Excerpts of location labeling data
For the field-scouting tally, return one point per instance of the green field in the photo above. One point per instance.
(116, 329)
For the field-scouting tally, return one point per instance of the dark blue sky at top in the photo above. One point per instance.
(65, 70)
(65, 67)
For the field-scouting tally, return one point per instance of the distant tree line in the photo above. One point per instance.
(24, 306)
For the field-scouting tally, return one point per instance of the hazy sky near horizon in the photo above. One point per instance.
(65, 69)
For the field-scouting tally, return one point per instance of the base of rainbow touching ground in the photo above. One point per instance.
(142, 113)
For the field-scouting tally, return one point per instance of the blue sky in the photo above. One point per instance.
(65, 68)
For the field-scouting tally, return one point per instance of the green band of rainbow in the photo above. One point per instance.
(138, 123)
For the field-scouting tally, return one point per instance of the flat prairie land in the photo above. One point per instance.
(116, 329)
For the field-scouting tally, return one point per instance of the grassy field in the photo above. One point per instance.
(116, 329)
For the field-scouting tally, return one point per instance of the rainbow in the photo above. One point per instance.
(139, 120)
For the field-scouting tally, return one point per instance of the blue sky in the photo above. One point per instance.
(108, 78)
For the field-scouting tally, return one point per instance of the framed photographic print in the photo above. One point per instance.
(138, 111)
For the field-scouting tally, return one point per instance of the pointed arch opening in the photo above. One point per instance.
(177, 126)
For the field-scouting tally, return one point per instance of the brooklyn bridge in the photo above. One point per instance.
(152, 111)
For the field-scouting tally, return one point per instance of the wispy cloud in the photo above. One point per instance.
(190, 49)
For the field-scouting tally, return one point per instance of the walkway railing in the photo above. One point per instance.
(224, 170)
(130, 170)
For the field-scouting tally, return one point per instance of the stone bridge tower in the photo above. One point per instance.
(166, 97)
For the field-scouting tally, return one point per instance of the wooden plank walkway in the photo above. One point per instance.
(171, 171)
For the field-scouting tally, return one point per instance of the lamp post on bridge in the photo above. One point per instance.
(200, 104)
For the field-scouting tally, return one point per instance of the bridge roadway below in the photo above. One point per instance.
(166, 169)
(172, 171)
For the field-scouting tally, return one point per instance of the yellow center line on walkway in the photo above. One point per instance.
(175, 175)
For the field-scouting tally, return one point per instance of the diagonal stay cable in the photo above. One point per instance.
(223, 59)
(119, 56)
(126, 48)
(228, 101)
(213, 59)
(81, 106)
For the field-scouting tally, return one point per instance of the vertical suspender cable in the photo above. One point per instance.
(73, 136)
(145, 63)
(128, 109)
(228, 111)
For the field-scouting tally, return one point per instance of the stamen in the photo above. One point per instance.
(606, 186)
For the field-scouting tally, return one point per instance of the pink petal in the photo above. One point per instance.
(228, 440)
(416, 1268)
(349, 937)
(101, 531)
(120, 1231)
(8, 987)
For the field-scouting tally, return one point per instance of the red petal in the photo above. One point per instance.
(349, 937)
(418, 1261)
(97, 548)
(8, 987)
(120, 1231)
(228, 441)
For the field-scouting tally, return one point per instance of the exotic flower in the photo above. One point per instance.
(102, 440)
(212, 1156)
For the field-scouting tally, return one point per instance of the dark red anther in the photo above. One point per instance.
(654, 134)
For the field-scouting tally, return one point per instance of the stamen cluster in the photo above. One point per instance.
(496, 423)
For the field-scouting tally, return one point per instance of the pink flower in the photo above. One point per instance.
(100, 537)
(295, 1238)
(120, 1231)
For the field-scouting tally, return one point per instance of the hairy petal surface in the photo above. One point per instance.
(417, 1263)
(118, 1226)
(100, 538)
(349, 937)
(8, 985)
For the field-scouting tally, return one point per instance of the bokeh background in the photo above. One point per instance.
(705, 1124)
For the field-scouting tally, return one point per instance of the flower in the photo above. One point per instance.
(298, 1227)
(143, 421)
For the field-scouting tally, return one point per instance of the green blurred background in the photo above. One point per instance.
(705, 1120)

• _TASK TO COMPLETE_
The lines to quote run from the one containing "the stamen in" through the final line of the material above; please give them exactly, both ends included, and nothing else.

• _TASK SOLUTION_
For the field-scouting tally, return one point per instance of the stamen in the photo above. One point per instance.
(606, 186)
For the field-scouting tally, return one point per instance of the pink petal in the photo above. One point per instance.
(228, 440)
(416, 1268)
(349, 937)
(101, 531)
(120, 1231)
(8, 987)
For the field-scouting tally, return one point per instance of the red petal in the photo above. One point per instance.
(349, 937)
(418, 1261)
(97, 548)
(8, 987)
(120, 1231)
(228, 441)
For the field-scouting tally, return one point per instance of the exotic flower in the photo above. One point per instance.
(102, 440)
(212, 1156)
For the field-scouting tally, return one point per instance of the dark red anther in the photo above. One point per instance.
(654, 134)
For the field-scouting tally, return one point per instance of the stamen cluster in the photo above. One point per instance.
(496, 423)
For the field-scouting tally, return one point per instance of the pink flower in the photo above. One point per instance.
(100, 537)
(295, 1238)
(120, 1231)
For the field-scouting tally, return one point per instance of the hairy petal surface in the photo above. One point per instance.
(417, 1263)
(118, 1226)
(100, 538)
(349, 937)
(8, 985)
For the field-scouting tally, return one point per instance of the bokeh background in the photo above. One point per instance.
(705, 1124)
For the field-scouting tally, return one point per instance of the flower in the photo above. One point per instance.
(298, 1227)
(143, 421)
For the field-scouting tally, return one point per instance of the green blurred background in the photo above. One point per instance.
(705, 1120)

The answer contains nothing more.